- What is required: Starting at the line that contains "Phrase -- no swimming pictogram", copy each line through the final one exactly as written.
──────── The data ────────
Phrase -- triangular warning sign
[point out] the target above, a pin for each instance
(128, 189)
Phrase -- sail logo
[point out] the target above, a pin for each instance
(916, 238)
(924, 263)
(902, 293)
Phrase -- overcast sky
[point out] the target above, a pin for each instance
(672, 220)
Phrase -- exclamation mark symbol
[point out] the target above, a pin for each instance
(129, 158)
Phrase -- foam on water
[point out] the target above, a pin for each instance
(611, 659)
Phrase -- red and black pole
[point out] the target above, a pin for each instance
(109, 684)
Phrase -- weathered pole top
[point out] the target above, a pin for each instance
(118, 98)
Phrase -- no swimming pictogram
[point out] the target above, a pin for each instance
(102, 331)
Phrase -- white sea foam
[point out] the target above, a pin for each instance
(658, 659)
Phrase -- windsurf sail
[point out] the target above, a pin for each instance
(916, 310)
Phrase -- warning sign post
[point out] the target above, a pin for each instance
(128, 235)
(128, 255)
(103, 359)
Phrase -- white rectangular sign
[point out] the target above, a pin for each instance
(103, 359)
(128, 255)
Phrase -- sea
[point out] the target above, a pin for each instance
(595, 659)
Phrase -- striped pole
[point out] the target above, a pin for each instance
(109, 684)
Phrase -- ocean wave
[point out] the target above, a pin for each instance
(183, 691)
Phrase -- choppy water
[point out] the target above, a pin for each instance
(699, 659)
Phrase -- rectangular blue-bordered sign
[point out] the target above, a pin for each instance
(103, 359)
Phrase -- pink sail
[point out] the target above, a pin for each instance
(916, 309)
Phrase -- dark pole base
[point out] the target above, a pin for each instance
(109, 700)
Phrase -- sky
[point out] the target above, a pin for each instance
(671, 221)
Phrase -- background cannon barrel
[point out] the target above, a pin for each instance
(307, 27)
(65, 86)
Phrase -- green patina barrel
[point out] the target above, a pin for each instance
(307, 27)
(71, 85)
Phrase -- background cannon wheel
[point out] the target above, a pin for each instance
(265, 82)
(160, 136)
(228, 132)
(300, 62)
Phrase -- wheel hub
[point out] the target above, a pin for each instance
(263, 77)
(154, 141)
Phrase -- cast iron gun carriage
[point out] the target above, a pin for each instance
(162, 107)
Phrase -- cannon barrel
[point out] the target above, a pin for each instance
────────
- Worked answer:
Phrase -- no swimming pictogram
[point out] the target above, a pin for each instance
(102, 331)
Phrase -- white sea foam
[point out] the target above, a pin for each instance
(658, 659)
Phrase -- windsurf sail
[point out] the target above, a pin for each instance
(916, 310)
Phrase -- warning sign post
[point out] the target above, a pin for each instance
(128, 235)
(128, 255)
(103, 359)
Phrase -- white rectangular sign
[point out] the target above, a pin for each instance
(103, 359)
(128, 255)
Phrase -- sea
[point out] the target above, a pin for each instance
(595, 659)
Phrase -- striped pole
[point out] the target above, a pin for each instance
(109, 684)
Phrase -- ocean wave
[point out] the target above, a pin for each instance
(183, 691)
Phrase -- choppy water
[point out] the target above, a pin for each instance
(699, 659)
Phrase -- rectangular blue-bordered sign
[point out] the target above, a pin for each instance
(103, 359)
Phrase -- pink sail
[point out] the target above, a pin for each instance
(916, 309)
Phrase -- dark pole base
[point out] the target above, a pin for each instance
(109, 700)
Phrase -- sky
[point out] the target above, a pin for each instance
(671, 221)
Phrase -- background cannon barrel
[point out] the target above, a pin for each instance
(307, 27)
(65, 86)
Phrase -- green patina barrel
[point out] the target above, a pin for each instance
(307, 27)
(71, 85)
Phrase -- background cannon wheel
[point out] the target above, a pin for each instance
(265, 82)
(160, 136)
(228, 132)
(300, 62)
Phrase -- wheel hub
[point out] the target above, a pin for each instance
(263, 77)
(154, 141)
Phrase -- cast iron gun carriage
[point out] the target above, a pin for each instance
(162, 107)
Phrase -- cannon barrel
[point out] the target above, a pin for each instance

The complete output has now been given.